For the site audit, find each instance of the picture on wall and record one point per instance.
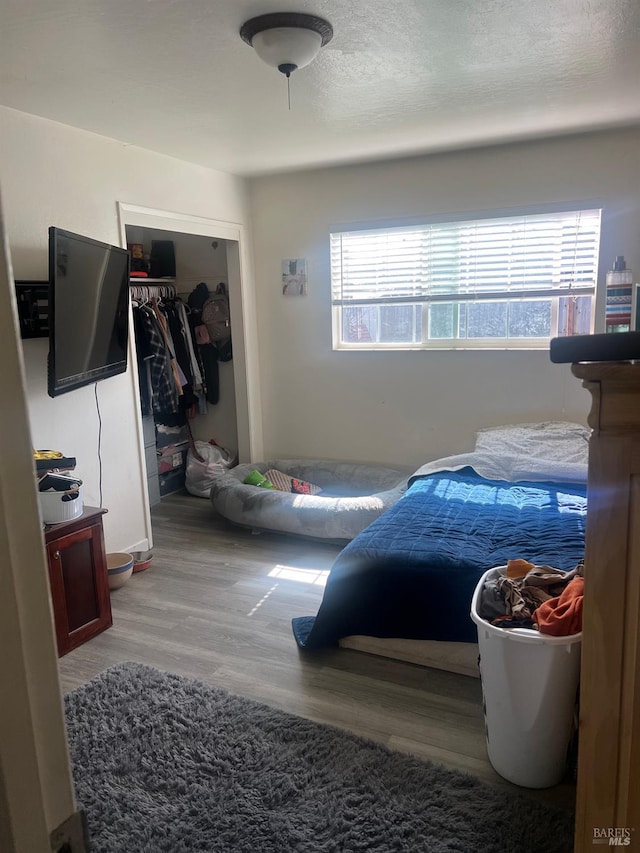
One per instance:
(294, 277)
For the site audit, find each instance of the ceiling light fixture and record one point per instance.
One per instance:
(287, 40)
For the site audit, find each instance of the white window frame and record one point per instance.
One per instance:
(419, 292)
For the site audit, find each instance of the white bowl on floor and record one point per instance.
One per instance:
(119, 568)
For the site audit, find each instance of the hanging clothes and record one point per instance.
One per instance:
(151, 345)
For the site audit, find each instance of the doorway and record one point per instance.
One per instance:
(213, 252)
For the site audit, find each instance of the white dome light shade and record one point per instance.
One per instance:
(287, 40)
(287, 46)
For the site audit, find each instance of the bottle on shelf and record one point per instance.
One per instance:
(619, 297)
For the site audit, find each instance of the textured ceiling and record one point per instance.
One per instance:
(399, 77)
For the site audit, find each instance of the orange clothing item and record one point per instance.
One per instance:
(562, 616)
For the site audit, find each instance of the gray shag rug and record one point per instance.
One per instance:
(165, 763)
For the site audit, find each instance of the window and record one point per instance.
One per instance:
(513, 282)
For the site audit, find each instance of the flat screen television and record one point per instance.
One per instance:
(88, 311)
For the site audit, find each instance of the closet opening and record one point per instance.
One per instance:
(182, 255)
(172, 273)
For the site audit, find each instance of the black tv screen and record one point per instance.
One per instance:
(88, 311)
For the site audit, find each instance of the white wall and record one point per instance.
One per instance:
(407, 407)
(55, 175)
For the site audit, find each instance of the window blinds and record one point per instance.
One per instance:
(539, 255)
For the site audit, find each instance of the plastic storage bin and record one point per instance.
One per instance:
(529, 687)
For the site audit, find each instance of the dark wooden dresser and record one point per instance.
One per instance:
(78, 578)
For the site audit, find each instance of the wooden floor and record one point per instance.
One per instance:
(216, 604)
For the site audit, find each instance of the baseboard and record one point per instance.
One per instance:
(461, 658)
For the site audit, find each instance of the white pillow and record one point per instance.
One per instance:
(552, 441)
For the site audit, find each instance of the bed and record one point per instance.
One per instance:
(407, 580)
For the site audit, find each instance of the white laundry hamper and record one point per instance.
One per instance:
(529, 687)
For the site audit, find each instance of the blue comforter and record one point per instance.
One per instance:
(412, 572)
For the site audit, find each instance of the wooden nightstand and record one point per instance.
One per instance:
(78, 578)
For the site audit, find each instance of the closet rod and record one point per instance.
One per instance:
(148, 291)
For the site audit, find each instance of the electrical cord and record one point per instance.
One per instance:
(95, 389)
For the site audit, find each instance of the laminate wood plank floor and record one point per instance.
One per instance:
(217, 604)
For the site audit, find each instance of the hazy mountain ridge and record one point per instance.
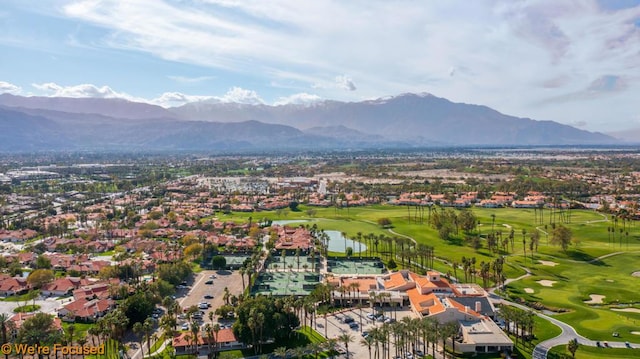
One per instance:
(406, 120)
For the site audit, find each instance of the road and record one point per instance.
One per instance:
(194, 294)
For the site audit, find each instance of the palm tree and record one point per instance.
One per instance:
(572, 347)
(137, 330)
(5, 325)
(216, 329)
(367, 342)
(346, 338)
(280, 352)
(195, 328)
(147, 327)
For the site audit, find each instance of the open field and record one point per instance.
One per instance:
(576, 274)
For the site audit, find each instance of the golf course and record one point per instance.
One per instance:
(591, 285)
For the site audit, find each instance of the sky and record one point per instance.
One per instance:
(576, 62)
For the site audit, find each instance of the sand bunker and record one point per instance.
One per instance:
(595, 299)
(630, 310)
(546, 283)
(548, 263)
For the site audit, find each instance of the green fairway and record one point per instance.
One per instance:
(575, 274)
(585, 352)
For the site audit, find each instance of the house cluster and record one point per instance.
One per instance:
(292, 239)
(17, 236)
(431, 296)
(468, 199)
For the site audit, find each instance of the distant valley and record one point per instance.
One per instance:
(404, 121)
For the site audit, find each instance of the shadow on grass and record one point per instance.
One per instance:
(585, 257)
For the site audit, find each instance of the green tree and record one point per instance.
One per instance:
(572, 347)
(43, 262)
(194, 250)
(384, 222)
(39, 331)
(218, 262)
(40, 277)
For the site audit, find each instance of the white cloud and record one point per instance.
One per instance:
(167, 99)
(174, 99)
(6, 87)
(345, 82)
(240, 95)
(234, 95)
(510, 55)
(298, 99)
(83, 90)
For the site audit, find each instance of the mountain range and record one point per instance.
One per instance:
(404, 121)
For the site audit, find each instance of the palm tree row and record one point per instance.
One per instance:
(519, 323)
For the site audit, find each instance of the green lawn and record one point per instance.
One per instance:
(585, 352)
(575, 282)
(303, 336)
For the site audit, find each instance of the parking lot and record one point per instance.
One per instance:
(336, 326)
(196, 291)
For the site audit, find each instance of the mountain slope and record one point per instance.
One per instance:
(417, 119)
(113, 107)
(407, 120)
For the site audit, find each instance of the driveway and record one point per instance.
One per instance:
(48, 305)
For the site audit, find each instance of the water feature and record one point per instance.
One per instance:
(338, 243)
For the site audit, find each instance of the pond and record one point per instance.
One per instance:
(338, 243)
(285, 222)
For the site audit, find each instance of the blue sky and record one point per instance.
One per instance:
(572, 61)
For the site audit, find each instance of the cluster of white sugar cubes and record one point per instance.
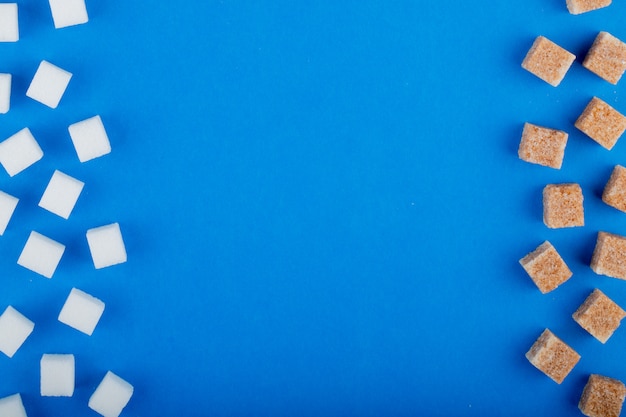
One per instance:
(81, 311)
(14, 330)
(106, 245)
(90, 139)
(19, 152)
(57, 375)
(61, 194)
(111, 396)
(49, 84)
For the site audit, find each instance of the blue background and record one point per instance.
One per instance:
(322, 205)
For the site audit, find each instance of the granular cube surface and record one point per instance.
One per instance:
(602, 397)
(563, 206)
(599, 315)
(601, 123)
(607, 57)
(545, 267)
(552, 356)
(548, 61)
(14, 330)
(111, 396)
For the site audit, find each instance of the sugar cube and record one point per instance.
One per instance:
(61, 194)
(19, 152)
(5, 93)
(9, 28)
(583, 6)
(542, 146)
(90, 139)
(106, 245)
(14, 329)
(609, 255)
(563, 206)
(111, 396)
(81, 311)
(12, 406)
(607, 57)
(68, 12)
(41, 254)
(545, 267)
(552, 356)
(602, 397)
(601, 123)
(548, 61)
(7, 207)
(57, 375)
(49, 84)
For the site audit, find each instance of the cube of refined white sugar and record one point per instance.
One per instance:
(81, 311)
(57, 375)
(90, 139)
(68, 12)
(7, 207)
(106, 245)
(5, 93)
(12, 406)
(111, 396)
(19, 152)
(41, 254)
(49, 84)
(61, 194)
(9, 28)
(14, 329)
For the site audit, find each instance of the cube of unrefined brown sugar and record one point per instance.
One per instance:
(609, 256)
(599, 315)
(601, 123)
(552, 356)
(545, 267)
(563, 206)
(607, 57)
(615, 190)
(583, 6)
(542, 146)
(602, 397)
(548, 61)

▸ **THE PROBLEM**: Exact copy, no pictures: return the entries word for word.

▸ **ANSWER TO THIS PROBLEM**:
For the site audit, find each instance of the picture on wall and record one point per instance.
One per instance:
(294, 277)
For the site audit, find each instance of the ceiling light fixture and record one point per instance.
One per instance:
(287, 40)
For the site audit, find each instance of the white window frame and record one point per instance.
One per instance:
(419, 292)
For the site audit, find each instance of the white bowl on floor and record one point per instance.
One per instance:
(119, 568)
For the site audit, find each instance of the hanging clothes and record one point per instance.
One per instance:
(151, 345)
For the site audit, find each instance of the doorway and record one point per instance.
One per instance:
(213, 252)
For the site audit, find each instance of the white dome light shade and record one point per instance.
One per instance:
(287, 40)
(287, 46)
For the site audit, find each instance of the bottle on shelf and record one point per instance.
One per instance:
(619, 297)
For the site audit, find each instance of the textured ceiling and record one point per instance.
One per instance:
(399, 77)
For the site audit, find each instance of the orange clothing item and record one point per instance.
One per instance:
(562, 616)
For the site audit, find each instance of the gray shag rug and record one point per instance.
One per instance:
(165, 763)
For the site audit, find each instance of the window and record one point per instance.
One per instance:
(513, 282)
For the site audit, find each instance of the flat screen television and record one point per instance.
One per instance:
(88, 311)
For the site audit, find each instance of the closet opening and record one point per instance.
One per instance:
(182, 255)
(172, 273)
For the site audit, find each instance of the black tv screen and record one point per instance.
One per instance:
(88, 311)
For the site audit, find each instance of the white wall and record one point per instance.
One per instance:
(407, 407)
(55, 175)
For the site audit, find each instance of the window blinds and record one point per instance.
One per instance:
(539, 255)
For the site audit, find each instance of the plastic storage bin and record one point per instance.
One per instance:
(529, 687)
For the site audit, find each instance of the dark wooden dresser and record one point per instance.
One per instance:
(78, 578)
For the site audit, find each instance of the wooden floor and record one point per instance.
One per instance:
(216, 604)
For the site audit, find each instance of the baseboard and record one point per instance.
One per instance:
(461, 658)
For the site audit, find each instance of the white pillow and record one point per instance.
One per instance:
(552, 441)
For the site audit, find each instance of the bed and record one point per instance.
One per instance:
(407, 580)
For the site audit, find each instance of the white laundry hamper and record one point per instance.
One per instance:
(529, 687)
For the site audit, find each instance of the blue comforter and record one point per instance.
One per instance:
(412, 572)
For the site audit, find each instance of the wooden nightstand and record one point per instance.
One per instance:
(78, 578)
For the site audit, find each instance of the closet rod and record one point per instance.
One per instance:
(148, 291)
For the site audit, find each instance of the electrical cord and record one point per instance.
One per instance:
(95, 389)
For the site audit, find each instance of the laminate wood plank floor and record one point per instance.
One per instance:
(217, 604)
For the site audit, find each instance of the hazy mountain ridge and record one point per instance.
One per instance:
(406, 120)
For the site audit, find each instance of the road and record one point per instance.
One per instance:
(194, 294)
For the site audit, find each instance of the palm tree and record one point per instance.
One per instance:
(572, 347)
(137, 330)
(5, 325)
(216, 329)
(367, 342)
(346, 338)
(280, 352)
(195, 328)
(147, 327)
For the site audit, find each instance of the open field and record one point per instance.
One per instance:
(576, 274)
For the site audit, find each instance of the golf course and record one point per instance.
One per instance:
(591, 285)
For the site audit, find each instance of the sky and record one point per instance.
One per instance:
(576, 62)
For the site audit, find each instance of the sand bunker and record one point per instance.
One per instance:
(595, 299)
(630, 310)
(546, 283)
(548, 263)
For the site audit, find each instance of the green fairway and record one point per instance.
One per instance:
(575, 274)
(585, 352)
For the site audit, find each instance of the house cluster and record one point per instance.
One per instance:
(292, 239)
(17, 236)
(431, 296)
(468, 199)
For the site audit, find each instance of the distant valley and record one point per instance.
One per instance:
(404, 121)
For the site audit, find each instance of the shadow on grass and record one point per instance.
One per instance:
(585, 257)
For the site audit, find each instance of the green tree and record one point per instance.
One per instance:
(572, 347)
(43, 262)
(194, 250)
(384, 222)
(39, 331)
(218, 262)
(40, 277)
For the site audit, find each instance of the white cloud and record one point per instance.
One per instance:
(167, 99)
(174, 99)
(6, 87)
(345, 82)
(240, 95)
(234, 95)
(510, 55)
(298, 99)
(83, 90)
For the site audit, find each instance of the mountain range and record one point per instance.
One per instance:
(404, 121)
For the site audit, find each instance of the palm tree row and record one point per instance.
One per instance:
(519, 323)
For the site audit, find each instance of the green lawn and record one point per instance.
One per instance:
(585, 352)
(575, 282)
(303, 336)
For the site audit, find each instance of the parking lot and record one point per instance.
One per instance:
(336, 326)
(196, 291)
For the site audit, find each instance of the mountain slope and record one point per instance.
One per instance:
(417, 119)
(113, 107)
(407, 120)
For the site audit, find each instance of the driveway and record one point per instance.
One per instance:
(48, 305)
For the site audit, find each instance of the water feature and record one point per instance.
One per instance:
(338, 243)
For the site audit, find each instance of the pond and record one point per instance.
One per instance:
(338, 243)
(285, 222)
For the site audit, find each instance of the blue sky and record one point per instance.
One per instance:
(572, 61)
For the site audit, find each instance of the cluster of white sugar cubes and record one point per instance.
One per instance:
(81, 311)
(14, 330)
(106, 245)
(90, 139)
(19, 152)
(57, 375)
(61, 194)
(111, 396)
(49, 84)
For the site audit, find each instance of the blue background and record one point per instance.
One per instance:
(322, 205)
For the site audit, find each instance of the granular cube surface and record one point per instance.
One per instance:
(602, 397)
(563, 206)
(599, 315)
(601, 123)
(607, 57)
(545, 267)
(552, 356)
(548, 61)
(14, 330)
(111, 396)
For the site audit, find each instance of the sugar cube and record one point per instance.
One per instance:
(61, 194)
(19, 152)
(5, 93)
(9, 28)
(583, 6)
(542, 146)
(90, 139)
(106, 245)
(14, 329)
(609, 255)
(563, 206)
(111, 396)
(81, 311)
(12, 406)
(607, 57)
(68, 12)
(41, 254)
(545, 267)
(552, 356)
(602, 397)
(601, 123)
(548, 61)
(7, 207)
(57, 375)
(49, 84)
For the site audit, find each instance of the cube of refined white sugar and record one point per instance.
One per instance:
(81, 311)
(57, 375)
(90, 139)
(68, 12)
(7, 207)
(106, 245)
(5, 93)
(12, 406)
(111, 396)
(19, 152)
(41, 254)
(49, 84)
(61, 194)
(9, 28)
(14, 329)
For the site audit, find each instance of the cube of unrefined brown sugar and record one point per instance.
One per instance:
(609, 256)
(599, 315)
(601, 123)
(552, 356)
(545, 267)
(563, 206)
(607, 57)
(615, 190)
(583, 6)
(542, 146)
(602, 397)
(548, 61)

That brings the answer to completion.